May I please have every record restated word for word, with the images left out?

☆ ☆ ☆

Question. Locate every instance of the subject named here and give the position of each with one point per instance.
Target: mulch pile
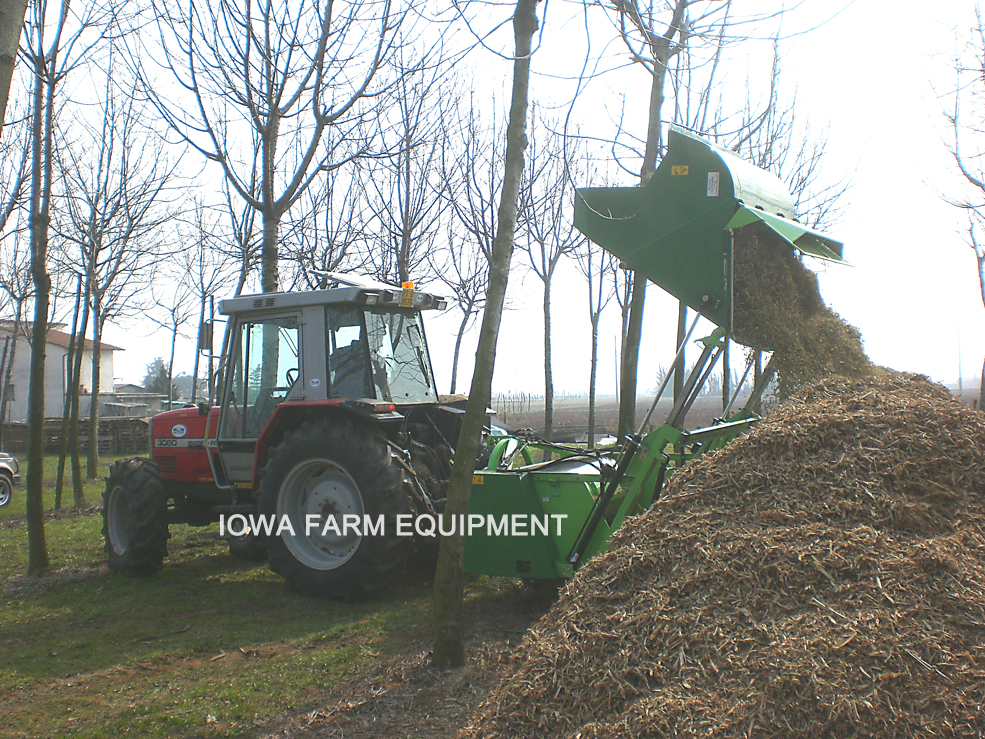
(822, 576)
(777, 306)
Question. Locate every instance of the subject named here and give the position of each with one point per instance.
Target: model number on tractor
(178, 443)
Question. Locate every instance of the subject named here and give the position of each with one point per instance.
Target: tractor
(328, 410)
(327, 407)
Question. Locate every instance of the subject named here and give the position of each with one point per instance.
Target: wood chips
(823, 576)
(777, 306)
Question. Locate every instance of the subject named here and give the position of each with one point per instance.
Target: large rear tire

☆ ☆ ☆

The answer
Question. Locate every instance of the subject named here and give the position of each with one point per instance.
Target: mulch pile
(822, 576)
(777, 306)
Question. Locate every instance of the subject named here and give the position of each with one point per instance.
Target: model number on tractor
(178, 443)
Question. Locate every instance of the subject named here and give the position of each with one point per instance.
Target: tractor
(328, 410)
(327, 407)
Question. Locate every instance of the subject named here and give the position of each with one point per instance.
Target: wood chips
(823, 576)
(777, 306)
Question. Locate every instance of the subject named here and give the position of each with one point per instance.
Target: large rear tire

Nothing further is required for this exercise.